# START OF DATASET RECORDS

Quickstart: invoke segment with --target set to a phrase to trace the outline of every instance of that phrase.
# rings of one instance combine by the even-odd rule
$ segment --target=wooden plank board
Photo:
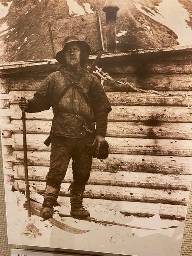
[[[52,122],[49,120],[27,120],[28,133],[49,134]],[[108,124],[107,136],[135,138],[150,138],[192,140],[192,124],[175,123],[158,123],[153,126],[146,122],[112,122]],[[12,120],[10,123],[2,123],[1,127],[5,133],[22,132],[21,120]]]
[[[112,106],[108,116],[109,121],[150,120],[150,122],[165,122],[192,123],[192,111],[187,107],[143,106]],[[10,116],[13,119],[21,118],[22,111],[17,105],[12,105],[10,109],[2,109],[2,116]],[[53,114],[49,110],[35,113],[26,113],[27,119],[52,120]]]
[[[8,95],[0,95],[1,99],[9,99],[11,104],[18,104],[21,96],[29,99],[35,92],[12,91]],[[130,92],[109,92],[108,97],[112,105],[143,106],[177,106],[187,107],[192,102],[192,92],[159,92],[167,95],[164,97],[153,93]]]
[[[29,166],[49,166],[50,152],[28,152]],[[7,161],[23,164],[23,153],[13,151]],[[69,166],[72,167],[72,161]],[[93,159],[93,170],[116,173],[120,171],[166,174],[192,174],[192,157],[109,154],[106,159]]]
[[[99,66],[99,63],[98,64]],[[108,72],[107,68],[105,67],[104,71]],[[144,76],[136,76],[133,74],[126,74],[113,75],[110,73],[110,75],[113,77],[117,80],[128,83],[131,86],[144,90],[155,90],[160,91],[190,91],[192,90],[192,74],[150,74]],[[35,77],[24,76],[22,73],[21,76],[13,76],[12,79],[2,78],[5,80],[9,91],[36,91],[40,87],[44,78],[44,76],[39,77],[36,74]],[[107,81],[104,83],[106,91],[130,92],[132,90],[128,85],[114,84]],[[8,92],[8,89],[6,92]]]
[[[49,23],[53,56],[62,49],[64,39],[78,36],[86,41],[92,50],[103,50],[101,23],[98,14],[89,13],[64,18]]]
[[[50,147],[43,144],[47,135],[27,134],[28,148],[30,151],[47,151]],[[23,135],[13,134],[11,138],[2,138],[2,145],[11,145],[15,150],[23,149]],[[191,156],[192,152],[191,140],[155,139],[133,138],[106,138],[112,154],[172,155]]]
[[[70,198],[59,197],[58,201],[61,205],[70,205]],[[171,219],[184,220],[187,207],[177,205],[153,204],[140,202],[128,202],[106,200],[102,199],[86,198],[83,199],[83,205],[88,209],[90,206],[103,209],[103,211],[115,211],[127,215],[150,217],[155,214],[161,218]],[[91,212],[91,215],[93,214]]]
[[[15,166],[14,169],[15,179],[25,179],[24,167]],[[30,180],[46,181],[46,175],[49,171],[48,167],[29,166]],[[98,171],[93,170],[87,184],[93,185],[119,186],[123,187],[189,190],[192,175],[183,174],[171,175],[138,173],[133,171],[120,171],[116,173]],[[63,180],[65,183],[73,181],[71,167],[68,168]]]
[[[17,181],[19,188],[25,187],[24,181],[17,180]],[[30,186],[36,188],[38,192],[44,192],[46,182],[29,181],[29,184]],[[69,185],[69,183],[62,183],[59,195],[68,196],[69,191],[68,190]],[[85,198],[91,198],[186,205],[189,193],[187,191],[171,189],[87,185],[84,195]]]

# END OF DATASET RECORDS

Show every line above that contains the string "target". Case counts.

Quickstart: invoke segment with --target set to a phrase to trace the outline of every instance of that phrase.
$ segment --target=wooden plank board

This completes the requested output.